Request
Display every line of the records below that contains the word "gingham". Case counts, so match capitalization exactly.
═══
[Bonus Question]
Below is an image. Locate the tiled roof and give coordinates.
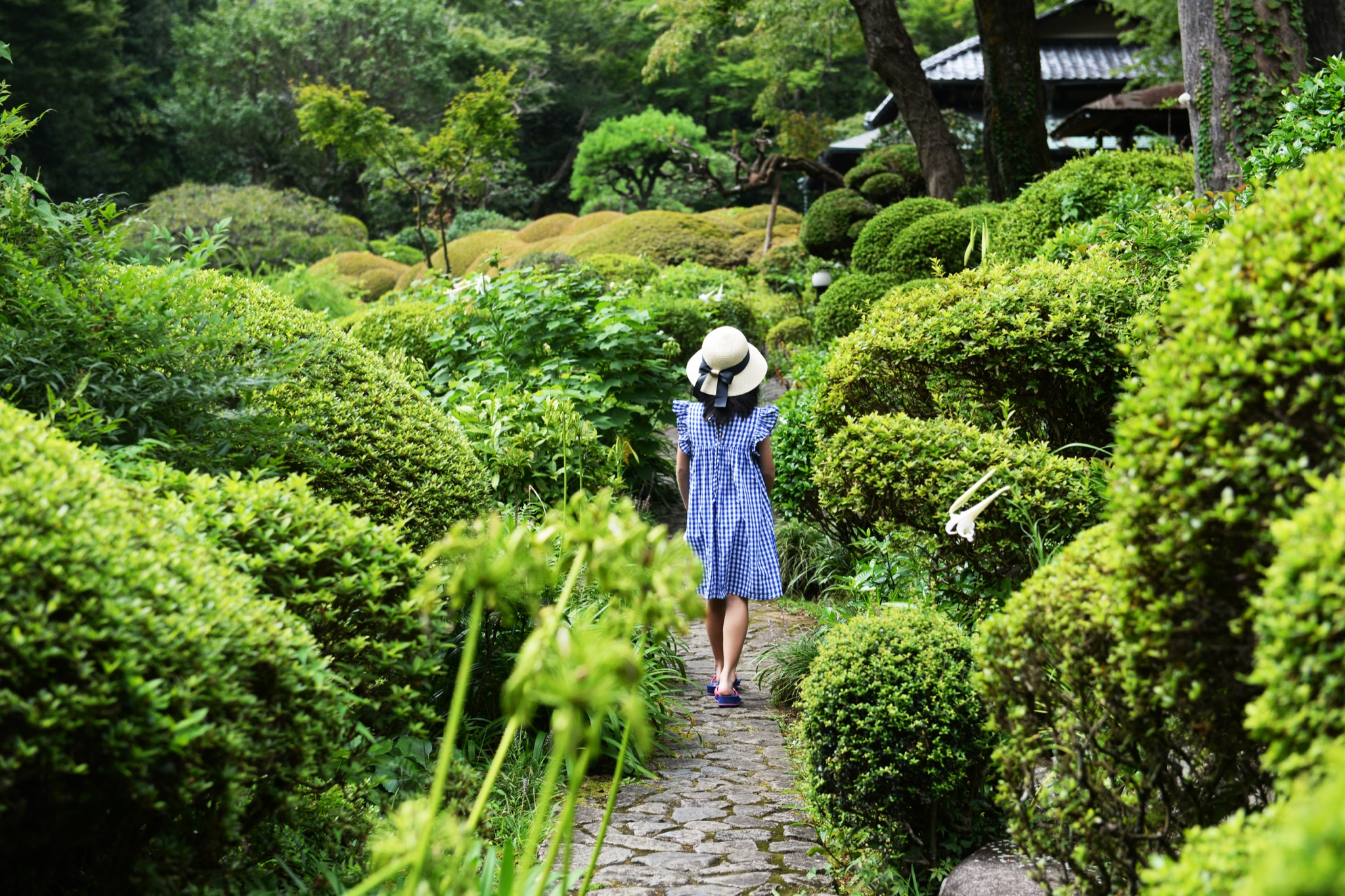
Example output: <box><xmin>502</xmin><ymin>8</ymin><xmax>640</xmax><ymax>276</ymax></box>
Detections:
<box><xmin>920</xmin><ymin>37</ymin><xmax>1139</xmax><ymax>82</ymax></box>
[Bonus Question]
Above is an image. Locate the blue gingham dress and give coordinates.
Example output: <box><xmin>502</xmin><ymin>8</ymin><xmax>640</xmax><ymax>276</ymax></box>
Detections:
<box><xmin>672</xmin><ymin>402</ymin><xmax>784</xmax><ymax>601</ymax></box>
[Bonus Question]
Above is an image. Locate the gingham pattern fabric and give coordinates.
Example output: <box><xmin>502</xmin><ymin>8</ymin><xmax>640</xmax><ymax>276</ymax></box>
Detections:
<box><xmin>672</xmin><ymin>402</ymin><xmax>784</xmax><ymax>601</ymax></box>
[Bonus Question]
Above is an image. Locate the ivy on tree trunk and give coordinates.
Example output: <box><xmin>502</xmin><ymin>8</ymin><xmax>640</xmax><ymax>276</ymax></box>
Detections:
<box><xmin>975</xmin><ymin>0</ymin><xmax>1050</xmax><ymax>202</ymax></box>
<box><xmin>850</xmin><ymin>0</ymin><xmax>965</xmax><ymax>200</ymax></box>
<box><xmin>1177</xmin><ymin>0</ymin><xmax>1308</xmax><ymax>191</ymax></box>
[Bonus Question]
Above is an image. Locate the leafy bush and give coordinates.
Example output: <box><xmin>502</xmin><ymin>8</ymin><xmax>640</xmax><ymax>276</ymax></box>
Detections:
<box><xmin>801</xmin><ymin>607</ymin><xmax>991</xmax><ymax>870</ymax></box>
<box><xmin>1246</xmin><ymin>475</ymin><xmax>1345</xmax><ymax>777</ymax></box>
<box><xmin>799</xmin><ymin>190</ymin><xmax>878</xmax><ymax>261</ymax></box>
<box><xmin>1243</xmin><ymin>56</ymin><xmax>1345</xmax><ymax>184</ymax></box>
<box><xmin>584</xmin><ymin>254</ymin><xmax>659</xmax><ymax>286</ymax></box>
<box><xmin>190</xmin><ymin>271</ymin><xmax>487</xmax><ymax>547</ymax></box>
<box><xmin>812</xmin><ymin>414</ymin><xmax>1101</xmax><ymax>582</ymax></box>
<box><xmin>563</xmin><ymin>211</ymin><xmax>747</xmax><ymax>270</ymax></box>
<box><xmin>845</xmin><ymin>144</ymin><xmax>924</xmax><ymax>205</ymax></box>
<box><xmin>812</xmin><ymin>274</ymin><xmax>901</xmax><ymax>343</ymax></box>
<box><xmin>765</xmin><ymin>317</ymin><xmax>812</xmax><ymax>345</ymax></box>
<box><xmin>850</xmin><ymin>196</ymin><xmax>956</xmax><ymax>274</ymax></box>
═══
Answer for this exercise
Above is an image. Locate the blue gingham dress and give coordinates.
Above is an image. Locate the gingham pattern fabric and give coordinates.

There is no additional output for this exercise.